The problem:
Shift every coordinate in the answer points by -147 and write out the entries again, requests included, from the start of the entries through the line holding "point(577, 308)", inclusive. Leave the pictures out.

-- Start --

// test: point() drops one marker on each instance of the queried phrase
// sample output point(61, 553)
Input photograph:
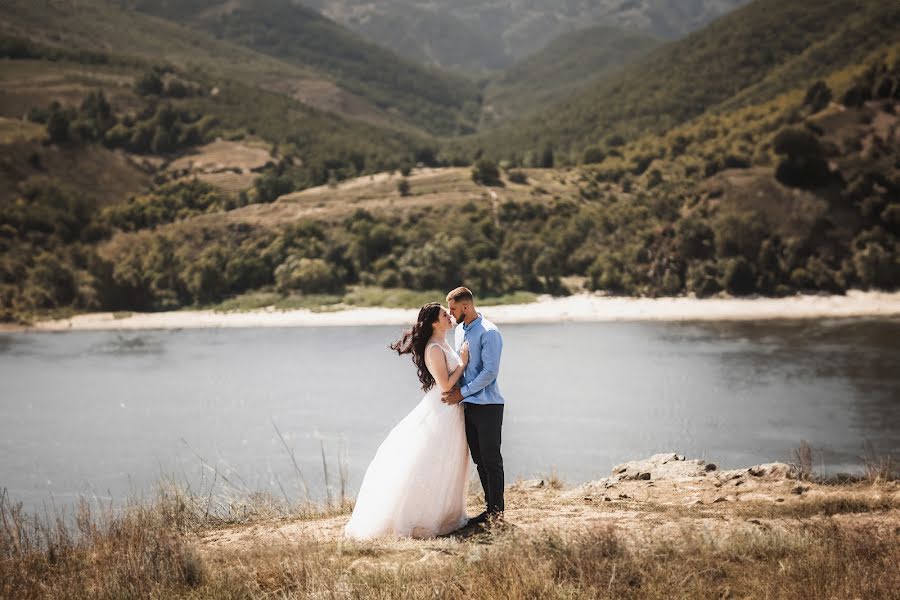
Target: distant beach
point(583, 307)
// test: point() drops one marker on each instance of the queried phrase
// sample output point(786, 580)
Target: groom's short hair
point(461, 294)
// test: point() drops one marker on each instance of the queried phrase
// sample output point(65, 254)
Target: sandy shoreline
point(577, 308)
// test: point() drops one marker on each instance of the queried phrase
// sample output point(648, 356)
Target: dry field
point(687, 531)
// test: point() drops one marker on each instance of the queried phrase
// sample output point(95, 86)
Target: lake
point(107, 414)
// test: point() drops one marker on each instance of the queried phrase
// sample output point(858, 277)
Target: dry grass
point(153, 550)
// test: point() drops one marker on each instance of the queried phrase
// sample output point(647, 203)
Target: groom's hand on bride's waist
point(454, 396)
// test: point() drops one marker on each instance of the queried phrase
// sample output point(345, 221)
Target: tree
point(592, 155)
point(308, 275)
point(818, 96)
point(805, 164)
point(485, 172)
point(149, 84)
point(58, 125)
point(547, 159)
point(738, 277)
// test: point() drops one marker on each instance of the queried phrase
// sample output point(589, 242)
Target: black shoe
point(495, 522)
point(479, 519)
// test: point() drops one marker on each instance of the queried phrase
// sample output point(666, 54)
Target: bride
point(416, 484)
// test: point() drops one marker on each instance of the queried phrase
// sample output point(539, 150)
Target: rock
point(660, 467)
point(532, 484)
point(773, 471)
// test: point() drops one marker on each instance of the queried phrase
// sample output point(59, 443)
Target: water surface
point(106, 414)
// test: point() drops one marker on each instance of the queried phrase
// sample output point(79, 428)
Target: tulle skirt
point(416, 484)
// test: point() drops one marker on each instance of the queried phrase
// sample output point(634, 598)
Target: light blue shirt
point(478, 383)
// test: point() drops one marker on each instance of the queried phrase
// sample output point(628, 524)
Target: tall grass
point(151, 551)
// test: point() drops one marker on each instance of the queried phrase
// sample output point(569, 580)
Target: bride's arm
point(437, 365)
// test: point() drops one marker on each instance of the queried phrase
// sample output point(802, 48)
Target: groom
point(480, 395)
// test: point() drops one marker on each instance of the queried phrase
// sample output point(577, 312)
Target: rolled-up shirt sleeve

-- End --

Correct response:
// test: point() drops one marker on each instance of the queried phrase
// sample output point(61, 553)
Input photograph:
Target: distant beach
point(436, 160)
// test: point() drops one marker on each instance of the queried phrase
// sample output point(786, 580)
Target: groom's short hair
point(314, 147)
// test: point() drops one marker on each instance of the queried phrase
// sample output point(65, 254)
Target: sandy shoreline
point(430, 161)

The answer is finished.